◆ Your assignment ◆
Give back each line of the data exactly as it reads, minus the pictures.

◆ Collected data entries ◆
::::::::
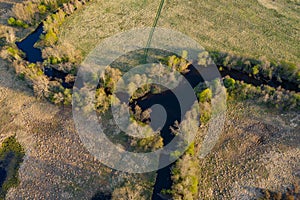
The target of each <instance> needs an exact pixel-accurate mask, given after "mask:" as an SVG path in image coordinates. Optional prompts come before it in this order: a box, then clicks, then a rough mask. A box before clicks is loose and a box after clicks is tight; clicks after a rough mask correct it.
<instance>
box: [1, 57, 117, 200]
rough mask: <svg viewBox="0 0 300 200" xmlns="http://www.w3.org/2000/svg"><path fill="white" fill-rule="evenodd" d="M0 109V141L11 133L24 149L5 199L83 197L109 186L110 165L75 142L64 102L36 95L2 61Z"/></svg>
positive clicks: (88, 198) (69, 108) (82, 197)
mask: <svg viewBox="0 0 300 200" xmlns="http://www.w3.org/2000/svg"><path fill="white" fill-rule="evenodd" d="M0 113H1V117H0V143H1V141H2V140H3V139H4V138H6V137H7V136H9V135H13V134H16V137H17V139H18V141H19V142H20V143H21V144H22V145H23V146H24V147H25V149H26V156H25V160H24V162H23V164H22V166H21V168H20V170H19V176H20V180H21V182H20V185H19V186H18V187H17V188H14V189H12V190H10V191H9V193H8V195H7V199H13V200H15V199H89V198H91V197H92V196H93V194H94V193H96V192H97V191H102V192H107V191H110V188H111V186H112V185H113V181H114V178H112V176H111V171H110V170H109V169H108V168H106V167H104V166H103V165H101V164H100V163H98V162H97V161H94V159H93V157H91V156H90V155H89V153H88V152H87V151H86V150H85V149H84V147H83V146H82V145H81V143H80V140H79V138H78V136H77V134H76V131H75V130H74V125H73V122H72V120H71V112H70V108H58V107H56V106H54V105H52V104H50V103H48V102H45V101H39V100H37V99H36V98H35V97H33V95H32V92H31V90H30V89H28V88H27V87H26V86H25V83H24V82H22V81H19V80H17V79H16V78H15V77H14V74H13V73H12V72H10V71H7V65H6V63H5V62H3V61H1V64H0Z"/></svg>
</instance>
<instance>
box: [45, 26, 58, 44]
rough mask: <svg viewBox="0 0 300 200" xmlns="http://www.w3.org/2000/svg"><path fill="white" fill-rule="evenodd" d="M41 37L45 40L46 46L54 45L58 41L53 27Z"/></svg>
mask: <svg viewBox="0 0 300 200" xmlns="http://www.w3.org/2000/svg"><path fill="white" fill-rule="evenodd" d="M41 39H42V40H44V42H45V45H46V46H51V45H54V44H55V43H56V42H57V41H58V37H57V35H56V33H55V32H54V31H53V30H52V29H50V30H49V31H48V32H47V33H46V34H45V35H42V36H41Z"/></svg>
::::::::
◆ The completed task ◆
The target of each <instance> needs an exact pixel-accurate mask, given after "mask:" as an SVG path in image coordinates. Optional prompts come before it in this order: a box, then clicks, then a rough mask. A box before clicks is loose and a box after clicks is tight; clicks after a rough mask correct it.
<instance>
box: [1, 57, 117, 200]
rough mask: <svg viewBox="0 0 300 200" xmlns="http://www.w3.org/2000/svg"><path fill="white" fill-rule="evenodd" d="M0 109V141L11 133L24 149L5 199L83 197L109 186L110 165L75 142L64 102L36 95L2 61Z"/></svg>
positive clicks: (88, 198) (69, 108) (82, 197)
mask: <svg viewBox="0 0 300 200" xmlns="http://www.w3.org/2000/svg"><path fill="white" fill-rule="evenodd" d="M0 113H1V117H0V143H1V141H2V140H3V139H4V138H6V137H7V136H9V135H13V134H16V137H17V139H18V141H19V142H20V143H21V144H22V145H23V146H24V147H25V149H26V156H25V160H24V162H23V164H22V166H21V168H20V170H19V176H20V180H21V182H20V185H19V186H18V187H17V188H14V189H12V190H10V191H9V193H8V195H7V199H13V200H15V199H89V198H91V197H92V196H93V194H94V193H96V192H97V191H102V192H107V191H110V188H111V186H112V185H113V181H114V178H112V176H111V171H110V170H109V169H108V168H106V167H104V166H103V165H101V164H100V163H98V162H97V161H94V159H93V157H91V156H90V155H89V153H88V152H87V151H86V150H85V149H84V147H83V146H82V145H81V143H80V140H79V138H78V136H77V134H76V131H75V130H74V125H73V122H72V120H71V112H70V108H58V107H56V106H54V105H52V104H50V103H48V102H45V101H39V100H37V99H36V98H35V97H33V95H32V92H31V90H30V89H28V88H27V87H26V86H25V83H24V82H22V81H19V80H17V79H16V78H15V77H14V74H13V73H12V72H10V71H7V65H6V63H5V62H3V61H1V64H0Z"/></svg>
</instance>
<instance>
box: [45, 26, 58, 44]
rough mask: <svg viewBox="0 0 300 200" xmlns="http://www.w3.org/2000/svg"><path fill="white" fill-rule="evenodd" d="M41 37L45 40L46 46L54 45L58 41L53 27Z"/></svg>
mask: <svg viewBox="0 0 300 200" xmlns="http://www.w3.org/2000/svg"><path fill="white" fill-rule="evenodd" d="M41 39H42V40H44V42H45V45H46V46H51V45H54V44H55V43H56V42H57V41H58V37H57V35H56V33H55V32H54V31H53V30H52V29H50V30H49V31H48V32H47V33H46V34H45V35H42V36H41Z"/></svg>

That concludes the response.